In the Neoadjuvant Setting, Combination Immunotherapy With Durvalumab Is More Effective Than Durvalumab Alone for Early-Stage NSCLC

 

By The ASCO Post Staff
Posted: 4/13/2022 1:15:00 PM
Ref.) Cascone et al.
the American Association for Cancer Research (AACR) Annual Meeting 2022 (Abstract CT011).

 

 早期非小細胞肺がん患者の術前療法として抗PD-L1モノクローナル抗体であるデュルバルマブと他の新規薬物を併用すると、デュルバルマブ単剤療法よりの治療効果を上回ることがわかった。
 多施設共同無作為化第II相NeoCOAST試験は、デュルバルマブ単剤、あるいは以下の各新規薬物:抗CD73モノクローナル抗体であるOleclumab、抗NKG2Aモノクローナル抗体であるmonalizumab、抗STAT3アンチセンスオリゴヌクレオチドであるDanvatirsen、との併用療法が術前療法として有効かどうかを評価することを目的とした。本試験は、各治療群間の統計学的な差を検証するようなデザインでなかったが、どの併用療法においても、デュルバルマブ単剤療法に比べてmajor pathologic response(MPR)が優れていた。

作業内容
上の文書抜粋では、NeoCOAST試験で併用された新規薬物のうち、Oleclumabはどのような薬物とされているか。

データ
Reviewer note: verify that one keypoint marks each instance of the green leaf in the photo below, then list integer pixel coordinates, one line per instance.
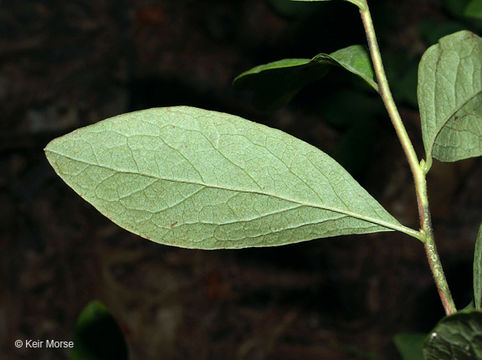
(202, 179)
(410, 346)
(362, 4)
(478, 270)
(275, 83)
(450, 97)
(455, 337)
(97, 335)
(474, 9)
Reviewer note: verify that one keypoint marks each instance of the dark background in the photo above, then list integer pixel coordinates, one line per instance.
(66, 64)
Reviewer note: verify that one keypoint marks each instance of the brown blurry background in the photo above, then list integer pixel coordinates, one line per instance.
(67, 64)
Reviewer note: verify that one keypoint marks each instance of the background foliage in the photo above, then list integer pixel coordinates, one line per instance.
(69, 64)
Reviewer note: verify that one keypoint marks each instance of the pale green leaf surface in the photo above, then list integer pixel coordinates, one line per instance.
(450, 97)
(362, 4)
(274, 84)
(478, 270)
(202, 179)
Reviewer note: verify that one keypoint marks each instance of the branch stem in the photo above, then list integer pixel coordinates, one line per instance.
(417, 169)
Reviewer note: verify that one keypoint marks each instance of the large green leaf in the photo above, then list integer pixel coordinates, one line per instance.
(450, 97)
(456, 337)
(97, 335)
(478, 270)
(362, 4)
(275, 83)
(202, 179)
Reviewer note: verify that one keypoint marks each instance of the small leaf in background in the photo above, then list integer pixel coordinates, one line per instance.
(478, 270)
(410, 346)
(432, 30)
(358, 128)
(291, 9)
(97, 335)
(362, 4)
(474, 9)
(274, 84)
(194, 178)
(456, 7)
(455, 337)
(450, 97)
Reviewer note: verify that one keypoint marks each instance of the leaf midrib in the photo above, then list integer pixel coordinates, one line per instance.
(382, 223)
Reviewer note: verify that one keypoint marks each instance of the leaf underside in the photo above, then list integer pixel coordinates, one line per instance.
(202, 179)
(450, 97)
(274, 84)
(456, 337)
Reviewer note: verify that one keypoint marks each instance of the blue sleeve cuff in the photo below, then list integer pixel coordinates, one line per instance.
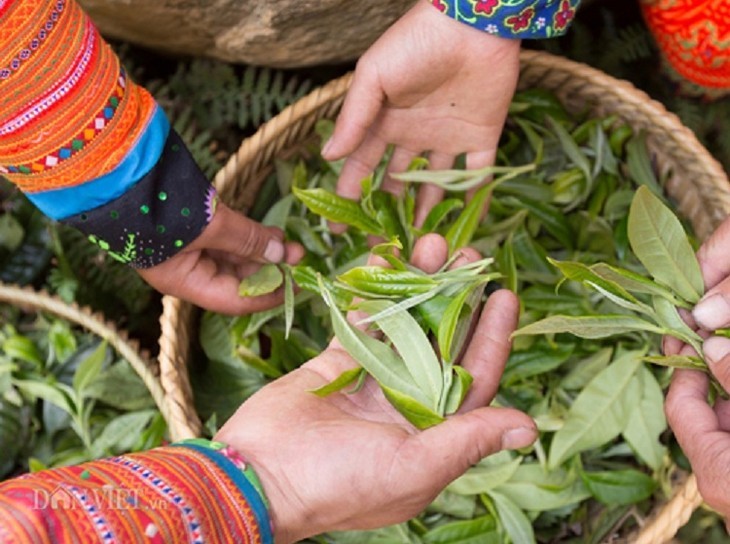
(526, 19)
(63, 203)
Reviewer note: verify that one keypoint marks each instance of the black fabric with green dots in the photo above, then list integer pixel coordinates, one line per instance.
(162, 213)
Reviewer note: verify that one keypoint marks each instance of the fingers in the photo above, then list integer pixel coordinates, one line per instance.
(430, 195)
(489, 348)
(447, 450)
(430, 253)
(698, 431)
(717, 354)
(238, 235)
(362, 104)
(713, 256)
(713, 310)
(212, 284)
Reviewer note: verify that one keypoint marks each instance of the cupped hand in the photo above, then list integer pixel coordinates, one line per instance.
(208, 271)
(429, 84)
(703, 429)
(350, 460)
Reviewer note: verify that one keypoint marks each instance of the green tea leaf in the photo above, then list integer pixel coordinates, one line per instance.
(648, 422)
(586, 368)
(265, 280)
(539, 359)
(89, 368)
(377, 280)
(279, 213)
(340, 382)
(439, 213)
(458, 312)
(481, 530)
(458, 390)
(47, 392)
(515, 522)
(121, 433)
(571, 149)
(462, 230)
(414, 348)
(416, 413)
(669, 318)
(289, 301)
(678, 361)
(660, 243)
(488, 474)
(531, 487)
(639, 163)
(579, 272)
(601, 410)
(635, 283)
(599, 326)
(374, 356)
(338, 209)
(619, 486)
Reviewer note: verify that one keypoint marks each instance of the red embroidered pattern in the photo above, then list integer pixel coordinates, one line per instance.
(65, 116)
(694, 36)
(89, 133)
(35, 43)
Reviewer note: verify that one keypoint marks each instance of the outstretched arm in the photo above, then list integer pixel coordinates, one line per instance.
(440, 84)
(92, 149)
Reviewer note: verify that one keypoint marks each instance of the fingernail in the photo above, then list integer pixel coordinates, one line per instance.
(274, 251)
(326, 147)
(716, 348)
(712, 312)
(518, 438)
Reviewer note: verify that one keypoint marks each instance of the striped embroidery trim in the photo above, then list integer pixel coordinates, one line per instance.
(91, 131)
(35, 43)
(58, 92)
(92, 511)
(193, 523)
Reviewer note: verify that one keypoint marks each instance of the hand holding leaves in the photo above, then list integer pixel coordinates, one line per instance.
(385, 470)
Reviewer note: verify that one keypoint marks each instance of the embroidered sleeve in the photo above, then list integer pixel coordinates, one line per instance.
(521, 19)
(694, 37)
(86, 144)
(188, 493)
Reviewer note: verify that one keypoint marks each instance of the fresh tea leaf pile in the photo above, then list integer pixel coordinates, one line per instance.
(559, 206)
(64, 399)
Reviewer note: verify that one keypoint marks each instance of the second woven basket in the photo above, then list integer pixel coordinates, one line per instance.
(695, 181)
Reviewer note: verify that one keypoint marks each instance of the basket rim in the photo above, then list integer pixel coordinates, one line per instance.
(272, 137)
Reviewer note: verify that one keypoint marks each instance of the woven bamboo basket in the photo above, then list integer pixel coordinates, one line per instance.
(696, 182)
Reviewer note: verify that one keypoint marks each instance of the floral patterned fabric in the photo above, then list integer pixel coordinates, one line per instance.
(522, 19)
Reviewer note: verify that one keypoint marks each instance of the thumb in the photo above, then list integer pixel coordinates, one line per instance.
(361, 106)
(238, 235)
(451, 447)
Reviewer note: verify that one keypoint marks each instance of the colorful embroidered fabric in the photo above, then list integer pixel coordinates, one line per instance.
(523, 19)
(694, 36)
(77, 135)
(183, 493)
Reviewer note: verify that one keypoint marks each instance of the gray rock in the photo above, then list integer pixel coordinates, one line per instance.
(276, 33)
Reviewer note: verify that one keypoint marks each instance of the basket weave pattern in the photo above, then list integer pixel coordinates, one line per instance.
(695, 181)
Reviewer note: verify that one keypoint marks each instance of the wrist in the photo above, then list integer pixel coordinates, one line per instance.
(289, 519)
(242, 473)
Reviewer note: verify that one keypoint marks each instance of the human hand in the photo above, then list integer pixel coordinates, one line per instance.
(208, 271)
(429, 84)
(703, 430)
(351, 461)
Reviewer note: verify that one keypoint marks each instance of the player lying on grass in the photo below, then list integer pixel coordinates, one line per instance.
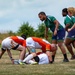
(41, 58)
(34, 43)
(15, 43)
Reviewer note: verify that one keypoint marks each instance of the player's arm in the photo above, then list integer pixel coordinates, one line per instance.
(48, 47)
(10, 55)
(49, 56)
(46, 32)
(66, 27)
(71, 27)
(56, 26)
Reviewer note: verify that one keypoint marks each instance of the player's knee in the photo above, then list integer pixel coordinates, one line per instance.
(36, 59)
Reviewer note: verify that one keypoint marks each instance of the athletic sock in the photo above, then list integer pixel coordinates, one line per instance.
(53, 57)
(29, 57)
(65, 56)
(20, 60)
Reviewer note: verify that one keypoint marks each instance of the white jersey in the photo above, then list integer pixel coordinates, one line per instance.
(43, 59)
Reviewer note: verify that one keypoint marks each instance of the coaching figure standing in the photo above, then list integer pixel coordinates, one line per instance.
(58, 32)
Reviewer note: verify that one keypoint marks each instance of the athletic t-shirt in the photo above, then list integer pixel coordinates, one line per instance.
(49, 22)
(38, 43)
(69, 20)
(19, 40)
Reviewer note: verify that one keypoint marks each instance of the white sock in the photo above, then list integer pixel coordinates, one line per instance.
(20, 60)
(29, 57)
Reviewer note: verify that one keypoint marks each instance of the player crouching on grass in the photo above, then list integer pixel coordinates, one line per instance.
(14, 42)
(41, 58)
(34, 43)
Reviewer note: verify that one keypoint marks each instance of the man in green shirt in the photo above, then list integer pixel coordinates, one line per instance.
(58, 32)
(69, 22)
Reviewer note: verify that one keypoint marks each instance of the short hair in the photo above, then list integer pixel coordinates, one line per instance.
(71, 10)
(24, 36)
(42, 13)
(65, 10)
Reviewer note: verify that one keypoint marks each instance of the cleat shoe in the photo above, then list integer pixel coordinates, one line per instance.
(65, 60)
(34, 63)
(21, 63)
(73, 57)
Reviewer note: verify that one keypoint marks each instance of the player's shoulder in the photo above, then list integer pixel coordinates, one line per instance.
(29, 39)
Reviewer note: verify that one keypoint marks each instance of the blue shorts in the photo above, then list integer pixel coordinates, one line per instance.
(71, 34)
(60, 35)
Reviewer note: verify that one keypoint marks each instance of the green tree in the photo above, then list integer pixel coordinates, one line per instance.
(26, 29)
(40, 32)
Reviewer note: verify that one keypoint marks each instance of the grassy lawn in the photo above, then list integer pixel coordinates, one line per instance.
(57, 68)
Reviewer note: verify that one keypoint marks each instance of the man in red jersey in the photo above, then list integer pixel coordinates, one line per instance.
(14, 42)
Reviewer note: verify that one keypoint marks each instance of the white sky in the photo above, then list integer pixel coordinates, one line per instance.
(14, 12)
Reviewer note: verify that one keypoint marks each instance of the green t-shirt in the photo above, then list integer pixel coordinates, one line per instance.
(49, 22)
(69, 20)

解答
抗CD73モノクローナル抗体です。